:: Task to complete ::
Please report every line in the entries that contains the string "foreground".

:: Task input ::

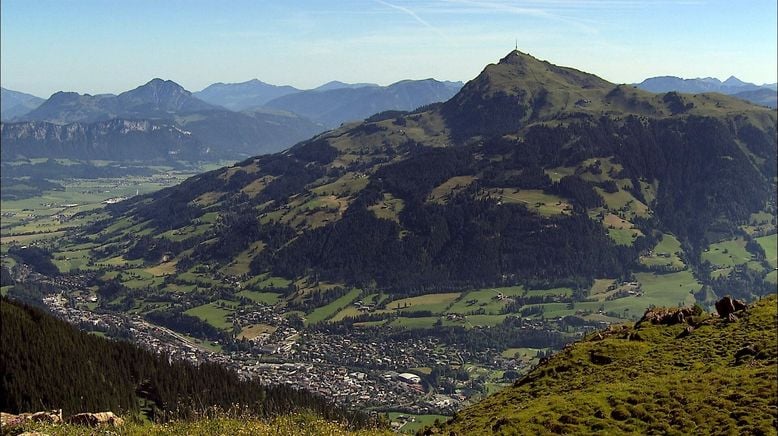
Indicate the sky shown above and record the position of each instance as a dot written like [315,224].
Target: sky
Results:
[110,46]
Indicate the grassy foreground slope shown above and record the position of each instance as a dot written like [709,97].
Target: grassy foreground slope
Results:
[720,379]
[295,424]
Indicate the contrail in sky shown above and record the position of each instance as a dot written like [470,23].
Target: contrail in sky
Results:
[415,16]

:: Problem solution ::
Indicate the grassy foreground slope shown above and record the position of each instance as a dot written like [709,97].
Target: grassy foreground slope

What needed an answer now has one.